[Saved entries]
----------
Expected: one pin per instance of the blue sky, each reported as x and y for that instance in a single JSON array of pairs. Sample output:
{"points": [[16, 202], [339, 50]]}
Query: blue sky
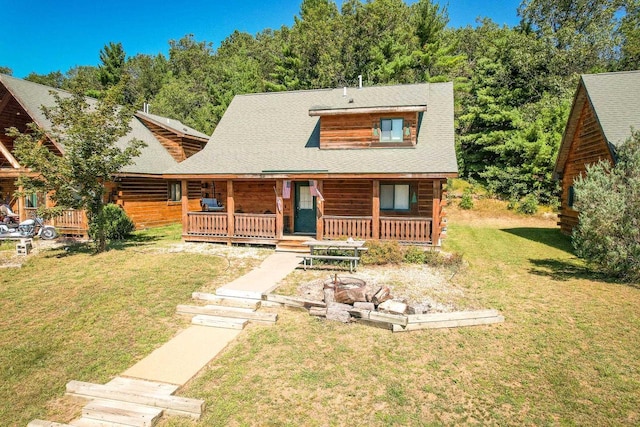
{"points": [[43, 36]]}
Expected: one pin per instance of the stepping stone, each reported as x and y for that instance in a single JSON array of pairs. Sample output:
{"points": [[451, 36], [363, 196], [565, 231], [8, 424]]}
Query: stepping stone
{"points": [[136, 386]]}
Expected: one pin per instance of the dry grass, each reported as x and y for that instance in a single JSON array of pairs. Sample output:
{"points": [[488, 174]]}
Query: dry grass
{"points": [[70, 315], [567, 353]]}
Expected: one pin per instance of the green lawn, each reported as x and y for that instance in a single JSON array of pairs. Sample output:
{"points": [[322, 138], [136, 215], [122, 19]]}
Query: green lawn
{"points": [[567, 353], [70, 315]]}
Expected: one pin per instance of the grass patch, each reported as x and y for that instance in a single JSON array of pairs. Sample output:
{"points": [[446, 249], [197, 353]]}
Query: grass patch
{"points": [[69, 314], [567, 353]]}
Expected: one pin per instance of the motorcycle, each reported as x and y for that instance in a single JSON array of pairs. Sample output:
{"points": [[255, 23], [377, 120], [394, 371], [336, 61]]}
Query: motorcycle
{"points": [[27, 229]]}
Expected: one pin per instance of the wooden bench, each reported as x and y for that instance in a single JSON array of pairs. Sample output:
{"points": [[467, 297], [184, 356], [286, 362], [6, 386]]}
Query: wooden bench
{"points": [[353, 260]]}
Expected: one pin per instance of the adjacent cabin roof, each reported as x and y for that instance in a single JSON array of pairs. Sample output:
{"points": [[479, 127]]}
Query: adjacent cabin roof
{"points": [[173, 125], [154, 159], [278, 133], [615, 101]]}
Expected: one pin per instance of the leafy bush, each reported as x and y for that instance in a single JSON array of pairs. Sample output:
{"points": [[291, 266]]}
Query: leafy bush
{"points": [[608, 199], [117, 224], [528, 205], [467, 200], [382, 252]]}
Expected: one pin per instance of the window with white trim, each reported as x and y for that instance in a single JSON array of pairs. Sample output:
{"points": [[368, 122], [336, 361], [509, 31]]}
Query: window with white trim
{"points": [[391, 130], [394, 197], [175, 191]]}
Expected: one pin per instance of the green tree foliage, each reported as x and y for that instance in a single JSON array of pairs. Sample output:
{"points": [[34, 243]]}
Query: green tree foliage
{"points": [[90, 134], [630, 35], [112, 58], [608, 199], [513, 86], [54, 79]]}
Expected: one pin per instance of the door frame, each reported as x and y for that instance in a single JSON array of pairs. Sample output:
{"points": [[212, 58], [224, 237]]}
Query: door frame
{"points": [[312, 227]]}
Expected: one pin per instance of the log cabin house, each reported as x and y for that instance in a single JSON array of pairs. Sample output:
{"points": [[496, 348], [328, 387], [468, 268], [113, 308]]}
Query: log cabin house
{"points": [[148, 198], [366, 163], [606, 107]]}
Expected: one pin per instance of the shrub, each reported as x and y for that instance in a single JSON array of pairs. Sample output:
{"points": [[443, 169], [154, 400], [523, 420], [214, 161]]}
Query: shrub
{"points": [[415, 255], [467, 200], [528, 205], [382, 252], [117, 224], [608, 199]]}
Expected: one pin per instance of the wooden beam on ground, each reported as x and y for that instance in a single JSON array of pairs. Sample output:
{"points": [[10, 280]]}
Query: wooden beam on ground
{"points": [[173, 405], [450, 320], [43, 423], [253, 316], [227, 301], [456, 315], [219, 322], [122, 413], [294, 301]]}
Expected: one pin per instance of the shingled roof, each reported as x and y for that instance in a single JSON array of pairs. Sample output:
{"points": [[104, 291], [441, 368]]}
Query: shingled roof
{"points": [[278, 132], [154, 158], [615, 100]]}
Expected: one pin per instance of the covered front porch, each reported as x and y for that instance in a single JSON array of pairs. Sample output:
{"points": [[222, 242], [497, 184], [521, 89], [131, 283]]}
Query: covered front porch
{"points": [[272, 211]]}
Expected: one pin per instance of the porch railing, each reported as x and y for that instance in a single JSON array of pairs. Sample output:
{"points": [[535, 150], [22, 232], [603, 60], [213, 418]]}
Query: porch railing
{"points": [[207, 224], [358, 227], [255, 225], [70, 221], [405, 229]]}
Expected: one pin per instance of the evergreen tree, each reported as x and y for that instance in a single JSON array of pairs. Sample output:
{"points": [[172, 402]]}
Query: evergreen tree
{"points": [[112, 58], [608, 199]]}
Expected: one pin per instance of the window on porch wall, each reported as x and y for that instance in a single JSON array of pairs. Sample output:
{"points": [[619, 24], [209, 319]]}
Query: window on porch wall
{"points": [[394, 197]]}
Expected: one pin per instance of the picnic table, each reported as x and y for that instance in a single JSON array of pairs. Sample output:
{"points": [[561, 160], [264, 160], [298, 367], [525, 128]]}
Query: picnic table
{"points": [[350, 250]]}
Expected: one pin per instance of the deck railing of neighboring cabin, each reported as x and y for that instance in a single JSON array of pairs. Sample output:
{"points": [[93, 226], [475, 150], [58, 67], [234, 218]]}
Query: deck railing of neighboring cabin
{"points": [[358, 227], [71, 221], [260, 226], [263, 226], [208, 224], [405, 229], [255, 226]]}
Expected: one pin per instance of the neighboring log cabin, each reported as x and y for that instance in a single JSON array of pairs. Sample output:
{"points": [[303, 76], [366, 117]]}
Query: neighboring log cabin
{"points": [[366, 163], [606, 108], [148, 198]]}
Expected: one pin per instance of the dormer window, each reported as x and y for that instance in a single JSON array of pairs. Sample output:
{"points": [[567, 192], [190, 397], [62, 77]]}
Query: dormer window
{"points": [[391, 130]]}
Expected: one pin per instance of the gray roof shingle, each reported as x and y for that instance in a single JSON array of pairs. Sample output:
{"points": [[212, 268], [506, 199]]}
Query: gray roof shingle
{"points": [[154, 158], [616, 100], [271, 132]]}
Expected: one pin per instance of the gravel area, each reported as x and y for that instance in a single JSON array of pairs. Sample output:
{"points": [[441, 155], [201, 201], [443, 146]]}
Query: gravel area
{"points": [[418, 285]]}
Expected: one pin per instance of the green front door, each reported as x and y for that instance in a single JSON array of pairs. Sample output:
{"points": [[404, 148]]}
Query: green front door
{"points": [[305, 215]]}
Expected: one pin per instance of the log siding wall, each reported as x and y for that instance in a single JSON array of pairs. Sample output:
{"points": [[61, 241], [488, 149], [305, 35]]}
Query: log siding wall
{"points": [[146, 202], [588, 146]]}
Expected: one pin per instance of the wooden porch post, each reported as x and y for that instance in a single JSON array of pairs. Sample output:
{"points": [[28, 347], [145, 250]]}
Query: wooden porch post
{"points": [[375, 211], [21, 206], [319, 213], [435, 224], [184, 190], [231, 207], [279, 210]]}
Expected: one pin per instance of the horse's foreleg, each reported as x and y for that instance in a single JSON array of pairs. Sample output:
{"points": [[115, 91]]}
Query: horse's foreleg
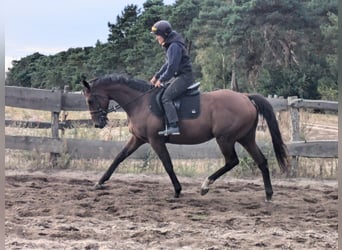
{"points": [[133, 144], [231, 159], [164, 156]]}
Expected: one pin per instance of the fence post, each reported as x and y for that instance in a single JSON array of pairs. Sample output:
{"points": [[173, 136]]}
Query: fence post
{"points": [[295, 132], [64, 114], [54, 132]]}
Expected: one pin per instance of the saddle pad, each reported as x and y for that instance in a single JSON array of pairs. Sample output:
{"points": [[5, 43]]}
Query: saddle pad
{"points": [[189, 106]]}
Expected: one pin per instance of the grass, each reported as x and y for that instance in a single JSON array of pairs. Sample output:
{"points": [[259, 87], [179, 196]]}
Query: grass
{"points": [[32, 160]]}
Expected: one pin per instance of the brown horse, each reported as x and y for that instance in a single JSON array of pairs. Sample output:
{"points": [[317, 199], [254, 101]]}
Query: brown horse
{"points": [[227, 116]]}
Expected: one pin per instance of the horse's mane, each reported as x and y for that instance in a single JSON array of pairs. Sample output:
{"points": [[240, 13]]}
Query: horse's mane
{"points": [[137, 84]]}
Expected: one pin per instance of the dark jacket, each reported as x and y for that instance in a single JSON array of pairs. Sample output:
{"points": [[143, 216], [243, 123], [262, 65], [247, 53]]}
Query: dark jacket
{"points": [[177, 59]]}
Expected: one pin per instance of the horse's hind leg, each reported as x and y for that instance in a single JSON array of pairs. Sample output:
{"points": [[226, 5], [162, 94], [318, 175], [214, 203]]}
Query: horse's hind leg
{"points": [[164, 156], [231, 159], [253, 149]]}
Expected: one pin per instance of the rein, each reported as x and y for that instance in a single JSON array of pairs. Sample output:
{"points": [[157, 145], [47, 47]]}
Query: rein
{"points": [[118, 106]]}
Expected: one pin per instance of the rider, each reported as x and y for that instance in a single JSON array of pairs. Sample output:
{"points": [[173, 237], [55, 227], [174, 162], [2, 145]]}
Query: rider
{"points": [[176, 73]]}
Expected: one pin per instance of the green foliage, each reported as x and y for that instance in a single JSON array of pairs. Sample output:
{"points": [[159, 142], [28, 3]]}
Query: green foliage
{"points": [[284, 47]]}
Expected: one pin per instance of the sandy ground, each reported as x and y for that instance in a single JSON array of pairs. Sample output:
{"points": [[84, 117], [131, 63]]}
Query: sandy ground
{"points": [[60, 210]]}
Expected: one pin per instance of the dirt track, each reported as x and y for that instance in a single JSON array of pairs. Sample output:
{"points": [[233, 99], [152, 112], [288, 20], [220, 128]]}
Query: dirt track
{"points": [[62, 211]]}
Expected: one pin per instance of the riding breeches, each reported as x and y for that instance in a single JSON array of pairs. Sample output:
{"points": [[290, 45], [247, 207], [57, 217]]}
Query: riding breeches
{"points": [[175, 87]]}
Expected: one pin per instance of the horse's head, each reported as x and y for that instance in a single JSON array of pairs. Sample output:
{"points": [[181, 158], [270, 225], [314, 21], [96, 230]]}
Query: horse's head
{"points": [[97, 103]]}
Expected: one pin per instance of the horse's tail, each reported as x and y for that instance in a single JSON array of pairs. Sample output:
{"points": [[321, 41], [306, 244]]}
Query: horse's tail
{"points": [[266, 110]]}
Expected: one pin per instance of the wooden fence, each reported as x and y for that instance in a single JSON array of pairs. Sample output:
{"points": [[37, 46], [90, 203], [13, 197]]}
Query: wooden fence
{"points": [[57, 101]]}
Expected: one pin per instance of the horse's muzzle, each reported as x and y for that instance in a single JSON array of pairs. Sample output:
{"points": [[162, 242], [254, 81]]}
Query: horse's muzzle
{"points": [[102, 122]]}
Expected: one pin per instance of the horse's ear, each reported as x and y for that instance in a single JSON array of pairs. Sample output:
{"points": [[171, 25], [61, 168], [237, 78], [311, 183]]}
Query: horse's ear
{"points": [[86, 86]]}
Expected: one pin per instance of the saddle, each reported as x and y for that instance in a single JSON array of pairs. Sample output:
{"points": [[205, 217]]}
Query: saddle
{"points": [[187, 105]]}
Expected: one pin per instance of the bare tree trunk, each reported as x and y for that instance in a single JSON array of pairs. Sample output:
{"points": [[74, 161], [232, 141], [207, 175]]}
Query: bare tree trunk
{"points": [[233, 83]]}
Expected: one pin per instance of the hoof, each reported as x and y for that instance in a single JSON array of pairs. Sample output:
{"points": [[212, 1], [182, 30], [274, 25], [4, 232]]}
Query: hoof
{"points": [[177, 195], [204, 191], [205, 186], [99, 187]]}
----------
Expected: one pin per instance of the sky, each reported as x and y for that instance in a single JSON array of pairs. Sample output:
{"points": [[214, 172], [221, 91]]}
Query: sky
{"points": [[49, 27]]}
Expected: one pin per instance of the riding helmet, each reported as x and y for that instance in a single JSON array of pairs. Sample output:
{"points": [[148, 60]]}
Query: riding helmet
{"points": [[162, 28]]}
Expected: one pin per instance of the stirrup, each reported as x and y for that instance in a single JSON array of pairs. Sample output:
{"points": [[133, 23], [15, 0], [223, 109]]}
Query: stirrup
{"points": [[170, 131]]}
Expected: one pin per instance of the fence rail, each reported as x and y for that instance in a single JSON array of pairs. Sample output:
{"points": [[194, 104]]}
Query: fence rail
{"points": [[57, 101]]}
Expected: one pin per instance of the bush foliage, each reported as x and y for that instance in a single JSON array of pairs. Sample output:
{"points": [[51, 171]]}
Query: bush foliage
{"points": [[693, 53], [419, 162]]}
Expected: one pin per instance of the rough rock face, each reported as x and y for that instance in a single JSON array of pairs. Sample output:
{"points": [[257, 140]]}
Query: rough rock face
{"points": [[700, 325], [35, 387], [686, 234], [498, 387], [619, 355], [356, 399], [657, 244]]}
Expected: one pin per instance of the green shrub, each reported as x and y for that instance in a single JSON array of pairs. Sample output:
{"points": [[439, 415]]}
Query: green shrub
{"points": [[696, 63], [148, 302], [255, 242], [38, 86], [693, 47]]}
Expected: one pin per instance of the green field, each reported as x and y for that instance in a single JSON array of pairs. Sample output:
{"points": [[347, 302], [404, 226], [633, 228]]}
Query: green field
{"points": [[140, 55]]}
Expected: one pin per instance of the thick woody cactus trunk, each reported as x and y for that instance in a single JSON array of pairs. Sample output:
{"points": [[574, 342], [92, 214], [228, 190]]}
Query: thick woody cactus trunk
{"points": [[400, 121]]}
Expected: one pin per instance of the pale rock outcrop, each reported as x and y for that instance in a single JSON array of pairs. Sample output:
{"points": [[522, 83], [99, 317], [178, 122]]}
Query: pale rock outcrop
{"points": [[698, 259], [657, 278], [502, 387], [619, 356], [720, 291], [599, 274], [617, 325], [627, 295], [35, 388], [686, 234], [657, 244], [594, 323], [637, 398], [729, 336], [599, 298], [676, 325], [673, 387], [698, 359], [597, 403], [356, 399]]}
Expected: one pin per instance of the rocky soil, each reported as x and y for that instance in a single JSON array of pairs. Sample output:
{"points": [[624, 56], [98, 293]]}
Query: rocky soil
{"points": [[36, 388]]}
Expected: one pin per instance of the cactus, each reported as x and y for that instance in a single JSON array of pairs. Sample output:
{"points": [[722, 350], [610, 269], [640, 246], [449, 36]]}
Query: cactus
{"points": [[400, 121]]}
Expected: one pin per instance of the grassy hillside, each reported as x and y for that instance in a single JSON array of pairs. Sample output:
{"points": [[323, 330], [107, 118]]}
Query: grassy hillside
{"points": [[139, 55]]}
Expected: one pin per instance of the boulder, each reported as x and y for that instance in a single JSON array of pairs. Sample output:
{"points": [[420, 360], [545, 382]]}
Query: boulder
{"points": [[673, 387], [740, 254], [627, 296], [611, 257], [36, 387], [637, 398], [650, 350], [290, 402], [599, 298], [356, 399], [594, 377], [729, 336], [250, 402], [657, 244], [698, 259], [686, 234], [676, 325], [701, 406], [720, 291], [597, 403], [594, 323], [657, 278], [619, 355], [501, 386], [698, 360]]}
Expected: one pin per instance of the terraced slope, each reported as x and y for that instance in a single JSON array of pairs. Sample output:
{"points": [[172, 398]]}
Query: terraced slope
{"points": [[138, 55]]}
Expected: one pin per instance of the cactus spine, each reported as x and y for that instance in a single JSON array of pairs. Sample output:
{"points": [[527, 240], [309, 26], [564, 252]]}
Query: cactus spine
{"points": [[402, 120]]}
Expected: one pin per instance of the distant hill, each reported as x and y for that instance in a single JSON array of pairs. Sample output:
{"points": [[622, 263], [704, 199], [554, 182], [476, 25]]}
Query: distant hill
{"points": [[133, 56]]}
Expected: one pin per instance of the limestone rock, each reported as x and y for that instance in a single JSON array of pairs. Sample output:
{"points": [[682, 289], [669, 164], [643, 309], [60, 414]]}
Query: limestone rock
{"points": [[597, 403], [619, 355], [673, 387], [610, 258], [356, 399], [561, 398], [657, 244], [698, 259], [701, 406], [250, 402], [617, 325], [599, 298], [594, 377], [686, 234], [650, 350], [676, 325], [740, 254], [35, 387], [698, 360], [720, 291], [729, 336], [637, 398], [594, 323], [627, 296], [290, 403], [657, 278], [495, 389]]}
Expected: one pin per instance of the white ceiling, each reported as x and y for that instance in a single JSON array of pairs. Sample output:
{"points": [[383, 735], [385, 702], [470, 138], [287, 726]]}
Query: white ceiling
----------
● **How to complete this task**: Please copy, exactly and with nothing else, the lines above beginning at the line that has "Expected: one pin per instance of the sky, each" and ending with the line that has "Expected: one pin per instance of the thick".

● **Written response**:
Expected: one pin per instance of the sky, each reported as x and y for that instance in a single JSON array of pairs. Sample output:
{"points": [[214, 172], [221, 91]]}
Query: sky
{"points": [[49, 27]]}
Expected: one pin per instance of the riding helmet, each reported as x and y for that instance in a single JSON array of pairs. Sample output:
{"points": [[148, 60]]}
Query: riding helmet
{"points": [[162, 28]]}
Expected: one pin per instance of the stirrup, each reported as x and y for that instance in a single JSON array of pairs. Sample output:
{"points": [[133, 23], [15, 0], [223, 109]]}
Query: stirrup
{"points": [[170, 131]]}
Expected: one pin per instance of the fence rail, each reported as x and y for that instance in a single JSON array of pairs. Sample output:
{"points": [[194, 104]]}
Query: fence rail
{"points": [[57, 101]]}
Expected: one pin per instance of the bush foliage, each reported as x and y for that instance in a single JSON array of pairs. Sample output:
{"points": [[51, 171]]}
Query: bush foliage
{"points": [[693, 53], [419, 162]]}
Expected: one pin per instance of the rough rock face, each reported as x and y for that instance in a single JSON array of pairs. Sample output:
{"points": [[257, 140]]}
Query: rough rock face
{"points": [[700, 325], [35, 387], [686, 234], [498, 387], [619, 355], [356, 399], [657, 244]]}
Expected: one pin per instance of the green shrub, each reported as x and y for that instance in a single JSON array of pairs. Sample output:
{"points": [[439, 415]]}
Query: green shrub
{"points": [[696, 63], [148, 302], [255, 242], [38, 86], [693, 47]]}
Expected: one pin per instance of the green field, each reported as x and y for that instance in a single JSON array of pairs. Sample output:
{"points": [[347, 302], [404, 226], [633, 228]]}
Query: green field
{"points": [[140, 55]]}
Expected: one pin per instance of the thick woody cactus trunk, each reported as x and y for that instance in a single JSON array of pairs. Sample output:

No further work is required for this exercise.